_TASK LIST_.
a: In the article on the Ordubad Buzkhana, what inventory number does the building bear in the official Azerbaijani heritage register?
b: Render the following sentence from the article on the Ordubad Buzkhana into Spanish: "The Buzkhana stands in the historic centre of Ordubad, close to the Juma Mosque."
c: Supply the text that follows the final sentence of the article on the Ordubad Buzkhana.

_GIVEN PASSAGE_.

──────

- Interactive map of Ordubad Buzkhana
- 38°54′17″N 46°01′10″E﻿ / ﻿38.90472°N 46.01944°E
- Type: Ice house
- Location: Historic centre of Ordubad, Nakhchivan Autonomous Republic, Azerbaijan

History
- Built: Disputed: 14th century, early 17th century, or 18th century
- Original use: Ice production and storage; food preservation

Site notes
- Height: 11.32 m (37.1 ft)
- Area: 166 m^{2} (1,790 sq ft)
- Restored: 2013–2014

= Ordubad Buzkhana =

Historic ice house in Ordubad, Azerbaijan

The Ordubad Buzkhana (Ordubad Şəhər Buzxanası, lit. "Ordubad City Ice House") is a historic ice house in the centre of Ordubad, in the Nakhchivan Autonomous Republic of Azerbaijan. It stands near the Juma Mosque.

The date of its construction is disputed. Azerbaijani architectural literature and the Nakhchivan Ministry of Culture date the building to the 14th century and state that it was restored in the 18th century. By contrast, Azerbaijan's official register of protected monuments dates the Buzkhana to the 18th century, while a 2024 presidential order places an ice house among the buildings erected in Ordubad in the early 17th century.

The building has a total area of 166 m2, including an underground chamber of 89.4 m2. It is 11.32 m high and has walls approximately 0.8 m thick. It was built principally of fired brick bonded with lime mortar.

== Dating and historiography ==

The original construction date of the Ordubad Buzkhana has not been conclusively established. Historian Hacıfəxrəddin Səfərli notes that no construction inscription survives on the building and that this has resulted in differing views concerning its date.

The Encyclopedia of Nakhchivan Monuments dates the ice house to the 14th century and states that it was restored in the 18th century. Qənbərova and Güneri likewise assign it to the 14th century and state that, after falling into disuse, it was restored by benefactors from Ordubad during the 18th century. The Nakhchivan Ministry of Culture gives the same chronology.

A different chronology appears in the official Azerbaijani heritage register approved by the Cabinet of Ministers on 2 August 2001. In that register the Buzkhana is listed as an immovable architectural monument of national importance, inventory number 415, and is dated to the 18th century.

An 18th-century date also appears in Turkish art-historical literature. A study by Ayşe Özkan Emanet, citing art historian Turgay Yazar's work on the architecture of Nakhchivan, states that the Ordubad ice house is thought to have been constructed in the 18th century. Səfərli also discusses Yazar's 18th-century attribution when reviewing the competing dates proposed for the monument.

A third chronology is found in the presidential order of 21 February 2024 establishing the Ordubad State Historical and Cultural Reserve. Its historical preamble lists the Juma Mosque, madrasa, ice house, geysariyya, bathhouse and caravanserais among buildings constructed in Ordubad in the early 17th century. The document is an administrative legal act rather than a specialised architectural study.

The surviving sources therefore variously date the original construction of the building to the 14th century, the early 17th century and the 18th century.

== Urban setting ==

The Buzkhana stands in the historic centre of Ordubad, close to the Juma Mosque. Qənbərova and Güneri place it within the historic central market complex of the town. They identify other structures formerly associated with this area, including the Qabxana pottery workshop, the Şir-Xuda bathhouse and the Yahya Bey and Mammad Bey mosques.

──────

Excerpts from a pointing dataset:
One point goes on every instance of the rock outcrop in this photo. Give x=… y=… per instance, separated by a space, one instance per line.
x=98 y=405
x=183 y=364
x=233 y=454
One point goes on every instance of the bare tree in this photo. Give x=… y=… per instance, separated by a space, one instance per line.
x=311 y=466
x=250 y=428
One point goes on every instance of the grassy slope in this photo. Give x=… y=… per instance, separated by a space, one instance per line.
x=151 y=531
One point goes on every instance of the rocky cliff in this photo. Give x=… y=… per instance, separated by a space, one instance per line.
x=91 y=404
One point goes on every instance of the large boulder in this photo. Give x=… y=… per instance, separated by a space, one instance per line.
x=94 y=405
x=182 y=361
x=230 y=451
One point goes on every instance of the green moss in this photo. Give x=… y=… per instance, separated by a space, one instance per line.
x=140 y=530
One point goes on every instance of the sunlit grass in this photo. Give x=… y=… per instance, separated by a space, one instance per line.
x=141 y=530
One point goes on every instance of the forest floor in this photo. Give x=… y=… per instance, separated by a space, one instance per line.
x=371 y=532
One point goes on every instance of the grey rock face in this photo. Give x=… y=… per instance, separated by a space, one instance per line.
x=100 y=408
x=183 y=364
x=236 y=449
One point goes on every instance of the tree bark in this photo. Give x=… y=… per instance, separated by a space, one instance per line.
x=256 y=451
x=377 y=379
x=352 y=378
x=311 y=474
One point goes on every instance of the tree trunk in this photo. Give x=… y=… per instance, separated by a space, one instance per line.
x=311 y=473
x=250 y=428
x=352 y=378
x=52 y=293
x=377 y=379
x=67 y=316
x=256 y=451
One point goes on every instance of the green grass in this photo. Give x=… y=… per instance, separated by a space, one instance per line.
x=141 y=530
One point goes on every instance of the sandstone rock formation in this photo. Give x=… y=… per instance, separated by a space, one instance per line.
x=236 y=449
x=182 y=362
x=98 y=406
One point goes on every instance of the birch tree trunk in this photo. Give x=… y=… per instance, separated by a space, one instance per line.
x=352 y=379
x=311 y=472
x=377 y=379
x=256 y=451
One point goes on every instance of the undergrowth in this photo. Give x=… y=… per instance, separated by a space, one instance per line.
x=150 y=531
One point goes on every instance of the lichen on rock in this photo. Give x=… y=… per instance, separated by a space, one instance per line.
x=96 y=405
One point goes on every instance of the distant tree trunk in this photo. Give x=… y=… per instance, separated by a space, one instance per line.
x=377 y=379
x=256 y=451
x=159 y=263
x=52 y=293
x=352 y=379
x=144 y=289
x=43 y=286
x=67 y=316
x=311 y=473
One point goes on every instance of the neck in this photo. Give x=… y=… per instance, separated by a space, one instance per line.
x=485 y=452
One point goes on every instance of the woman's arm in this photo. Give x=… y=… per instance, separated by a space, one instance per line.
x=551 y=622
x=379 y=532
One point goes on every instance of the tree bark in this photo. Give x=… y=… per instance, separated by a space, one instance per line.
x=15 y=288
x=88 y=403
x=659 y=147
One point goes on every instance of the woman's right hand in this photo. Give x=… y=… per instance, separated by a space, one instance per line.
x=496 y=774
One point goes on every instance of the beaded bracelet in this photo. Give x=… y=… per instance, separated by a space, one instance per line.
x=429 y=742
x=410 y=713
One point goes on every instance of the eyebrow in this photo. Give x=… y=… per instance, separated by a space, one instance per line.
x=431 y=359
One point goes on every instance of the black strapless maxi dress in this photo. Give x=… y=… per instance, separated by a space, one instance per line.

──────

_RESULTS OF THE TASKS_.
a: 415

b: El Buzkhana se encuentra en el centro histórico de Ordubad, cerca de la mezquita Juma.

c:
The historic urban layout of Ordubad developed around its commercial centre and neighbourhood squares. UNESCO's description of the Ordubad Historical and Architectural Reserve notes the importance of the town's market area, neighbourhood squares and street network in its historic urban structure.

== Architecture ==

The Buzkhana has a rectangular plan. It is constructed of fired brick and lime mortar. Qənbərova and Güneri give the dimensions of the bricks as 20 × 20 × 5 cm.

The building consists of a large entrance room, a two-flight staircase and an underground ice chamber. The chamber is reached by a staircase of 36 steps, each approximately 20 × 30 cm.

The entrance room has a flat ceiling, while the underground chamber is covered by a system of pointed arches and vaults. The principal load-bearing arches are spaced approximately 2.9 m apart. The brick courses between the arches are laid perpendicular to the load-bearing arches. Near the crown of the vault the construction changes, with smaller vaults arranged along the longitudinal axis of the building.

Emanet, citing Yazar, describes three supporting arches dividing the interior into four bays.

A plan and section of the Ordubad Buzkhana reproduced by Qənbərova and Güneri are credited to the archive of the Azər Bərpa Design Institute and dated 1997.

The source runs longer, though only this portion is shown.